[Records shown]

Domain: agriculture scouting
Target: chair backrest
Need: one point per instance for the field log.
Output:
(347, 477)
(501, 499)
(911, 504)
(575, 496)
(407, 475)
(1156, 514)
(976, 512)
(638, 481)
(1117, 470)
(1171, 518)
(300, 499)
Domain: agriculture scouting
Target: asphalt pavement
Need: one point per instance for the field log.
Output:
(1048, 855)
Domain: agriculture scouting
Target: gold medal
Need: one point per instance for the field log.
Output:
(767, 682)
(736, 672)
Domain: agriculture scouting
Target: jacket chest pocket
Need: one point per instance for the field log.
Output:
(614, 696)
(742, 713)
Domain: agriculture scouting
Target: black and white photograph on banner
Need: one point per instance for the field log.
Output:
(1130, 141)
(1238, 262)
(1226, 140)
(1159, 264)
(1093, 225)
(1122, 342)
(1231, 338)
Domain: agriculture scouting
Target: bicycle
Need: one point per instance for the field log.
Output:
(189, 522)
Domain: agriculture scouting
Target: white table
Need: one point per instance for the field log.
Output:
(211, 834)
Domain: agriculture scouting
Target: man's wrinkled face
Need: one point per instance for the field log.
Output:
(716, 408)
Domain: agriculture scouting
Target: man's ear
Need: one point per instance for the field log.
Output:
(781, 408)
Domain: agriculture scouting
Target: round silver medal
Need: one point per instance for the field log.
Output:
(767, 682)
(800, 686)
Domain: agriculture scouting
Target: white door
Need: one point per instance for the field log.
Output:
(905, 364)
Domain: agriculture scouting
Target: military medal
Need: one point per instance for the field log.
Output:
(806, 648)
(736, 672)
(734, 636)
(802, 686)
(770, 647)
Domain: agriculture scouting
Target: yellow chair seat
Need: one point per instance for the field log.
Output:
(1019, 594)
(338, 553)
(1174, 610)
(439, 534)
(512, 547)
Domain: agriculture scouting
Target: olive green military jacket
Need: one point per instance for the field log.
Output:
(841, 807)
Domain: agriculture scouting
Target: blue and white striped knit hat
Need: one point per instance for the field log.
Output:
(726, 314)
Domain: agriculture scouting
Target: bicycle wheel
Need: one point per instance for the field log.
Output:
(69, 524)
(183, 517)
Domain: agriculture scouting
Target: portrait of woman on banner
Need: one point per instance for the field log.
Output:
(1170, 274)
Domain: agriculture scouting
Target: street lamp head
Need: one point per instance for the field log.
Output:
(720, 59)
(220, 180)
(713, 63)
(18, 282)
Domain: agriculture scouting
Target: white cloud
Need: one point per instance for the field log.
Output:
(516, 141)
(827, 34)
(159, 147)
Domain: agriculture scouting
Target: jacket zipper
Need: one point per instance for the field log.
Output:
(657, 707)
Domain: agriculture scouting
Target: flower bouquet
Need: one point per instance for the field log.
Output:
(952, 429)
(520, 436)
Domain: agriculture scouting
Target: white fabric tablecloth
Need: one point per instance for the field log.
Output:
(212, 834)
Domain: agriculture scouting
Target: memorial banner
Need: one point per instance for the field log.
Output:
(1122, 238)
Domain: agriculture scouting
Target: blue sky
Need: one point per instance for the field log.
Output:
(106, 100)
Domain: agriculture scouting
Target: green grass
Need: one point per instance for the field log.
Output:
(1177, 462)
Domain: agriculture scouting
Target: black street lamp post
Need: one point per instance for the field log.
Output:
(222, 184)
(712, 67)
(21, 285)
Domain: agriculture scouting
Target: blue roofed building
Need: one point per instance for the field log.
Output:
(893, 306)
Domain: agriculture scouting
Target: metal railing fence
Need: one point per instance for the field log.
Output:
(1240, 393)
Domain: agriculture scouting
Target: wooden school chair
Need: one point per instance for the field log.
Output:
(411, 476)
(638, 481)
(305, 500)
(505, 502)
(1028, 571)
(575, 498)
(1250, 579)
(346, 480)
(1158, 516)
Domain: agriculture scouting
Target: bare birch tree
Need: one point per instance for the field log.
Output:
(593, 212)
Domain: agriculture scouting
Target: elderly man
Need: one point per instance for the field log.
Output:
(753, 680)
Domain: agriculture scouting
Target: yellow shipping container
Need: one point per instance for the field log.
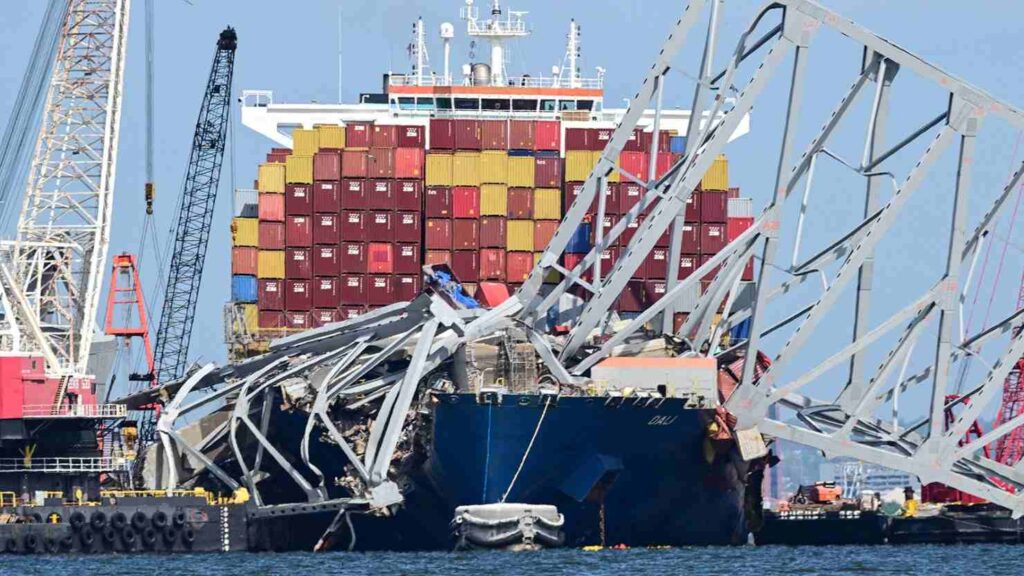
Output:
(717, 176)
(245, 232)
(331, 135)
(519, 236)
(438, 170)
(548, 204)
(466, 168)
(270, 263)
(299, 169)
(521, 171)
(271, 177)
(495, 167)
(494, 200)
(305, 142)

[Description of the task] Report every line in the rows above that contains the word "jacket", copying each line in full.

[Answer to this exercise]
Target: jacket chest pocket
Target: olive green military jacket
Target: jacket zipper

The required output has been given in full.